═══ ENTRIES SHOWN ═══

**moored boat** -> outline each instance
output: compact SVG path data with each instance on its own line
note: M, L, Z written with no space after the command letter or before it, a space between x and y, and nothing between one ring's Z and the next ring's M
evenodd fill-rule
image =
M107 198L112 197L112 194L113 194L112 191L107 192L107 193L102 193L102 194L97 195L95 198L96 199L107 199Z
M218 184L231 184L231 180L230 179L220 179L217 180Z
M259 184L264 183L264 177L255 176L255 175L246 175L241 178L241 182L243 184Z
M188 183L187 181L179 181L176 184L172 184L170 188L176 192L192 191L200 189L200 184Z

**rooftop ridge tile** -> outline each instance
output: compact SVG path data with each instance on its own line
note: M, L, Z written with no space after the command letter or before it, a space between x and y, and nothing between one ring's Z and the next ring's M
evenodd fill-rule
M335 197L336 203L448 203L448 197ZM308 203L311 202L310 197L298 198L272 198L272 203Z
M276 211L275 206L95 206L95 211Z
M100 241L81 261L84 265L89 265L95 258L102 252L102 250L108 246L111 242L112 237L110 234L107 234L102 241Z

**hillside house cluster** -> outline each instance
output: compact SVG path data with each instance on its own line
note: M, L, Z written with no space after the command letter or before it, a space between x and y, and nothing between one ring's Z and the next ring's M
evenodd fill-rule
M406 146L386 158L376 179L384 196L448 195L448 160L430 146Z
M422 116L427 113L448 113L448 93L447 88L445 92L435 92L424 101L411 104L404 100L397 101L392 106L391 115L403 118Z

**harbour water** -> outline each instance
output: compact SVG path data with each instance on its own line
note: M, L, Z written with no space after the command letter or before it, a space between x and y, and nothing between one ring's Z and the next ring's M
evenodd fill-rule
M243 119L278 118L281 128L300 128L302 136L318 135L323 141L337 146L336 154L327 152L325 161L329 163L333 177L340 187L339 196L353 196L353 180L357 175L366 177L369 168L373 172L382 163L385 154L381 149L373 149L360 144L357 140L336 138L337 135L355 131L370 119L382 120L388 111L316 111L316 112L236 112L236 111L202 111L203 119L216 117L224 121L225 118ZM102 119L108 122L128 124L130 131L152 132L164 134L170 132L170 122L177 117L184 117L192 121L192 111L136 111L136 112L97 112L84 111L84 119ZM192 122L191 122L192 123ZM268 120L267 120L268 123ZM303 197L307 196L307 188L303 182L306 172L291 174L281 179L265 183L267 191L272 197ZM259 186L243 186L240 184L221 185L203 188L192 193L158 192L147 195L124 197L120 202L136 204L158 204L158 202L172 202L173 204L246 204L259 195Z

═══

* ASSIGNMENT *
Exactly as written, output all of the entries.

* TASK SOLUTION *
**moored boat** -> outline each instance
output: compact SVG path data with each instance on its own line
note: M, L, Z written with no space after the command letter or before it, a space between x and y, and nothing between one ring's Z and the next ring's M
evenodd fill-rule
image =
M107 198L112 197L112 194L113 194L112 191L107 192L107 193L102 193L102 194L97 195L95 198L96 199L107 199Z
M218 184L231 184L231 180L230 179L220 179L217 180Z
M259 184L264 183L264 177L255 176L255 175L246 175L241 178L241 182L243 184Z
M188 183L187 181L179 181L176 184L172 184L170 188L176 192L192 191L200 189L200 184Z

**rooftop ridge tile** -> outline each instance
output: compact SVG path data with each instance on its own line
note: M, L, Z written with no space after the command letter or before it, a space between x and y, and nothing between one ring's Z and the next ring's M
evenodd fill-rule
M335 197L336 203L448 203L448 197ZM308 203L311 202L310 197L298 198L272 198L272 203Z
M276 211L275 206L95 206L95 211Z
M100 241L81 261L84 265L89 265L95 258L102 252L102 250L108 246L111 242L112 237L110 234L107 234L102 241Z

**hillside house cluster** -> outline each instance
output: compact SVG path data with each instance on its own line
note: M, L, Z written with no space after the command letter or before it, a space between x and y, and nothing between one ring's Z and the next ring's M
evenodd fill-rule
M406 146L386 158L376 179L384 196L448 195L448 160L430 146Z
M422 116L427 113L448 113L448 93L447 88L445 92L435 92L424 101L411 104L404 100L397 101L392 106L391 115L403 118Z

**harbour water** -> outline each instance
output: compact SVG path data with each instance on its own line
note: M, L, Z written with no space after the command letter or before it, a space between x and y, and nothing between one ring's Z and the next ring's M
evenodd fill-rule
M243 119L278 118L281 128L300 128L302 136L318 135L323 141L337 146L336 154L327 152L325 161L329 163L333 177L340 187L339 196L353 196L353 180L357 175L366 177L369 168L373 172L382 163L385 154L381 149L373 149L360 144L357 140L336 138L337 135L355 131L370 119L382 120L388 111L316 111L316 112L236 112L236 111L202 111L203 119L216 117L224 121L225 118ZM102 119L108 122L128 124L130 131L152 132L164 134L170 132L170 122L177 117L184 117L192 121L192 111L136 111L136 112L97 112L84 111L84 119ZM192 122L191 122L192 123ZM268 120L267 120L268 123ZM303 197L307 196L307 188L303 182L306 172L291 174L281 179L265 183L267 191L272 197ZM259 186L243 186L240 184L221 185L203 188L192 193L158 192L147 195L124 197L120 202L136 204L158 204L158 202L172 202L173 204L246 204L259 195Z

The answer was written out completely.